§ RECORDS SHOWN:
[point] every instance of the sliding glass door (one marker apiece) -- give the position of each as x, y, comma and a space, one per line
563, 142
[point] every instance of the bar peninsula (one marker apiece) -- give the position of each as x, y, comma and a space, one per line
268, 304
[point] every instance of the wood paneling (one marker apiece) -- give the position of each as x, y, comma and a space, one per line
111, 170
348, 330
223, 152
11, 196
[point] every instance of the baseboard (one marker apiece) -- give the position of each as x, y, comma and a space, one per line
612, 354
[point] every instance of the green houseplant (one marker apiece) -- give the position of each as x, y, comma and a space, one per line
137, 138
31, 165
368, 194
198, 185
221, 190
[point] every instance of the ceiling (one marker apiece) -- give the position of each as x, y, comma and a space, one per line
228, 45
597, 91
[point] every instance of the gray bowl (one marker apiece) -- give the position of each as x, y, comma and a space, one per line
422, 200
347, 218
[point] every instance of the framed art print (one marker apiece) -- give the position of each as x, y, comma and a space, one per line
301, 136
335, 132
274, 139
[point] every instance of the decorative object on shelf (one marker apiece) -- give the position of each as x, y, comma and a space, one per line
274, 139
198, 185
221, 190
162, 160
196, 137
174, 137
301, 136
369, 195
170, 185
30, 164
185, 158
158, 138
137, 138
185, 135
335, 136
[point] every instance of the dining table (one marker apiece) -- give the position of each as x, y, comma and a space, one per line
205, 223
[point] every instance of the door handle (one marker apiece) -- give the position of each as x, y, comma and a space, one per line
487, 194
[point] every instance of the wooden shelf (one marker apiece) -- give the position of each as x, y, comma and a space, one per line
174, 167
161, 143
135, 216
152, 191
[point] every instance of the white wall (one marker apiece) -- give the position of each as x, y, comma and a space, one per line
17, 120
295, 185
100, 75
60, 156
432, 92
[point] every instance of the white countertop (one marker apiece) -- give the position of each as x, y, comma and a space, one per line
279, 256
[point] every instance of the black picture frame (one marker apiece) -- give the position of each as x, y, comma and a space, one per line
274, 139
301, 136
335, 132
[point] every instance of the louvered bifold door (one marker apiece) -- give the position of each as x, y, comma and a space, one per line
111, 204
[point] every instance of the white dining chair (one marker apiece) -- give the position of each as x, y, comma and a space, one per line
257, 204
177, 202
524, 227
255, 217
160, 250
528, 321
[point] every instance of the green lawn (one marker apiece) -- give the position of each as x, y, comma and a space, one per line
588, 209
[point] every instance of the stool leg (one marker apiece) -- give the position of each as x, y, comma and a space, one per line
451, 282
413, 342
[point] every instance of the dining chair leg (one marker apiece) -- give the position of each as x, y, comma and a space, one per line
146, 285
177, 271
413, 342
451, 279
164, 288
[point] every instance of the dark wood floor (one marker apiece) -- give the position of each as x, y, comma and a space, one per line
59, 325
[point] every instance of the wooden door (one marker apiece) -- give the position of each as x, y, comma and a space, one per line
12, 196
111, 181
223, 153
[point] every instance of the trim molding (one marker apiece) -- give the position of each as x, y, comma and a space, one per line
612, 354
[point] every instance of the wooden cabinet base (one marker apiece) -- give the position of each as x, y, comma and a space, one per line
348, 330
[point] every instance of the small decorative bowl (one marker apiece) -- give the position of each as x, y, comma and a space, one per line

§ WHAT TO PRODUCE:
Retype all of the entries precisely as they are.

§ PROBLEM SOLUTION:
[point] every instance of the sliding glass door (one marker apiece) -- give the position of each as x, y, comma and a space, one per line
563, 142
[point] every instance of the bar peninsula (one marker apiece) -- give the position of each as x, y, comma and a space, one per line
268, 304
[point] every instance of the wood paneling (one marker apiece) -- give the position of each as x, y, comma and a space, one per line
111, 170
348, 330
223, 152
11, 196
[point] every instance of the baseboard (one marker apiece) -- give the position of each as x, y, comma and a space, one per line
612, 354
[point] every instance of the green houseplant (one marker apiece) -- give the position of each as x, y, comma and a space, one per line
137, 138
31, 165
368, 194
198, 185
221, 190
[point] every instance of the ceiling (one marker apiece) -- give the position of each as x, y, comma and a space, one per line
228, 45
597, 91
[point] every instance of the gray bowl (one marker apiece) -- give the position of each as x, y, comma and a space, one per line
422, 200
347, 218
[point] every instance of the framed art print (one marker apiece) -- give the position of each as x, y, comma and a space, one per line
301, 136
335, 132
274, 139
[point] every instance of the decorative object on shelf (one marker apiece) -- give the position of each as x, y, comma and a space, one per line
274, 139
198, 185
221, 190
162, 160
196, 137
174, 137
301, 136
369, 195
170, 185
30, 164
185, 158
158, 138
137, 138
185, 135
335, 136
[point] every instance of the dining table (one marker apiece) -- give the position of each as x, y, comma and a space, one per line
205, 223
[point] every instance of the door handle (one marker apiece) -- give the position of each as x, y, comma and a space, one per line
487, 194
[point] every instance of the wooden shelf (one marker apiece) -- give the position of each as x, y, comma and a space, one per line
174, 167
161, 143
135, 216
152, 191
[point] every instance of the white wall (one marker apiece) -- give the position of each as x, y, comma and a space, one per line
17, 120
295, 185
100, 75
60, 156
432, 92
[point] every instance of the white countertop (one marker apiece) -- give the position of each as x, y, comma and a space, one per line
279, 256
[point] every instance of the black picture frame (one marker apiece) -- give the position of each as x, y, comma and a space, one per line
274, 139
301, 136
335, 132
[point] every instance of the louvered bifold door (one marker apiece) -- give the position of each as x, y, comma and a space, one per line
111, 204
[point] every instance of the white dining chair (one marker apiece) -- give the position of each as x, y, comma and a space, one per line
257, 204
177, 202
524, 227
255, 217
160, 250
528, 321
[point] every instance of the green lawn (one marker apiece) -- give the position of each as x, y, comma and a space, one per line
588, 209
[point] every instance of the stool leg (one marker apiece) -- give the position of each as x, y, comma and a space, one per line
451, 282
413, 342
[point] every instance of the dining chair leg (one marker apiece) -- give the position of each as x, y, comma and a space, one per line
146, 285
177, 271
413, 342
451, 279
164, 288
[point] every instance of the dark wood floor (one marker apiece) -- give the position of each as x, y, comma and a space, one per line
59, 325
[point] every instance of the wooden door (one marker apiece) -- give the position of each as x, y, comma and a space, one per line
12, 196
111, 181
223, 153
[point] every instance of the trim molding (one marker apiece) -- give the position of each as x, y, comma and a space, one per line
612, 354
[point] every instance of the wooden cabinet base (one marker apiece) -- give the position of each as x, y, comma and a space, one per line
348, 330
[point] every instance of the small decorative bowl (one marker apiece) -- give the position of each as x, y, comma and a space, one per line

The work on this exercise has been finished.